→ **Excerto citado**
....................

Em síntese, David Carr (não confundir com Nicholas Carr, crítico da tecno-utopia e autor de, entre outros, "Is Google Making Us Stupid?") lamenta que a ditadura dos algoritmos prejudica a qualidade dos títulos. Ou seja, a Internet e a optimização para os motores de pesquisa obrigam o jornalista -- ou o titulador, figura que existe em muitas redacções -- a produzir títulos descritivos, em vez de criativos.
"Os títulos dos jornais eram antigamente escritos com os leitores em mente, sendo espertos, interessantes ou evocativos. Hoje as headlines existem apenas para serem apanhadas no radar dos motores de pesquisa", escreveu David Carr.
Na realidade Carr apresenta-se um pouco fora dos factos, quer a montante, quer a jusante da sua argumentação. Começo a montante.
Historicamente os títulos dos jornais foram objecto de muitas mutações. Podemos dividir a origem dessas mudanças em 2 tipos: as produzidas pelo homem, na evolução própria do conceito de jornalismo, que também se foi modificando ao longo dos últimos 200 anos; e as forçadas pelas mudanças técnicas na impressão dos jornais.
As mudanças técnicas, como os saltos da tipografia manual para as máquinas de compor e sobretudo da tipografia do chumbo para o offset, obrigaram a maiores alterações na medida em que alteraram os tamanhos e proporções dos títulos. Em geral, encurtaram batidas. Ouvi muito jornalista e diretor de jornal queixar-se da "ditadura do off-set", que "reduzia a criatividade" pois passámos a dispôr de menos batidas para os títulos. O desktop publishing devolveu parte da elasticidade perdida com o off-set ao liberalizar o uso da condensação das fontes.
Independentemente dos condicionalismos técnicos, a obrigação dos títulos interessantes sempre existiu e de alguma forma veio a tornar-se cada vez mais importante. Por uma razão de mercado, mais que qualquer outra: o aumento da concorrência estimulou a produção de títulos capazes de agarrar os olhos do leitor. Isto é especialmente verdade para as primeiras páginas. No interior dos jornais a "regra" aplica-se na mesma, por força do menor tempo de que as pessoas foram dispondo para ler os jornais.
Assim, Carr parece centrado num pequeno período da história dos jornais: o último quarto do século passado.
A jusante, Carr revela menos conhecimentos. É verdade que no universo dos algoritmos um título descritivo leva teoricamente vantagem sobre um título que recorra a figuras de estilo como a ironia. Mas essa vantagem existe independentemente dos algoritmos: por muito que Carr e outros intelectuais não o compreendam, há muita gente incapaz de processar a ironia nos seus cérebros. E essa gente pode não ler o New York Times de papel, mas pesquisa na Internet e pode acabar a ler o New York Times on-line.

....................

→ **Registos listados**
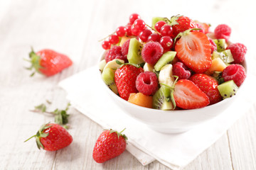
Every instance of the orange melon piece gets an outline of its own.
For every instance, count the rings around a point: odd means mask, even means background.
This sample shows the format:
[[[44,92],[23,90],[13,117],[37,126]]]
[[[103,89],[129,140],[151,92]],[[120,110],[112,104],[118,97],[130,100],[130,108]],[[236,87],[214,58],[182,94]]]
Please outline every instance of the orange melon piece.
[[[153,108],[153,97],[142,93],[130,94],[128,101],[145,108]]]
[[[215,58],[207,72],[211,74],[215,71],[223,72],[225,67],[227,67],[226,64],[220,57]]]

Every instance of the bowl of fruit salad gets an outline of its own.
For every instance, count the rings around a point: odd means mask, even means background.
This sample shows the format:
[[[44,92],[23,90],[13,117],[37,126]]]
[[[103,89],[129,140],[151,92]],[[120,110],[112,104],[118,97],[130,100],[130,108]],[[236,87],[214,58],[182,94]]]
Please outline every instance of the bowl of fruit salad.
[[[154,17],[149,26],[132,14],[102,42],[102,86],[151,129],[189,130],[220,114],[244,88],[247,48],[229,42],[230,33],[225,24],[210,32],[187,16]]]

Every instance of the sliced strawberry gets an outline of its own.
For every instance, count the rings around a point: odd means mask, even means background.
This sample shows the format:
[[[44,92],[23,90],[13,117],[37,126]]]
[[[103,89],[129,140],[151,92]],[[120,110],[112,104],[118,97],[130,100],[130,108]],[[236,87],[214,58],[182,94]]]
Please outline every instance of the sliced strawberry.
[[[177,81],[174,97],[176,106],[183,109],[203,108],[210,103],[208,96],[188,79]]]
[[[213,77],[205,74],[195,74],[189,79],[209,97],[210,104],[216,103],[222,100],[217,88],[218,81]]]
[[[184,32],[175,45],[177,57],[196,73],[203,73],[211,64],[210,43],[200,32]]]

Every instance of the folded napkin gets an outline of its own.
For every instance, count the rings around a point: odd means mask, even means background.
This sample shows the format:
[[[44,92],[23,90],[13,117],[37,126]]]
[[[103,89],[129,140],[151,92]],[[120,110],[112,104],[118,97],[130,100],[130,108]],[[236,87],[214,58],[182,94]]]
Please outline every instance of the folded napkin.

....................

→ **Instrução 1**
Segundo a citação de David Carr no excerto sobre os títulos dos jornais, que qualidades tinham antigamente os títulos? Enumere todas.
→ **Instrução 2**
Transcreva fielmente o trecho do excerto sobre os títulos dos jornais, começando em "Independentemente dos condicionalismos" e terminando em "ler os jornais.".

→ **Resultado 1**
- Espertos
- Interessantes
- Evocativos

→ **Resultado 2**
Independentemente dos condicionalismos técnicos, a obrigação dos títulos interessantes sempre existiu e de alguma forma veio a tornar-se cada vez mais importante. Por uma razão de mercado, mais que qualquer outra: o aumento da concorrência estimulou a produção de títulos capazes de agarrar os olhos do leitor. Isto é especialmente verdade para as primeiras páginas. No interior dos jornais a "regra" aplica-se na mesma, por força do menor tempo de que as pessoas foram dispondo para ler os jornais.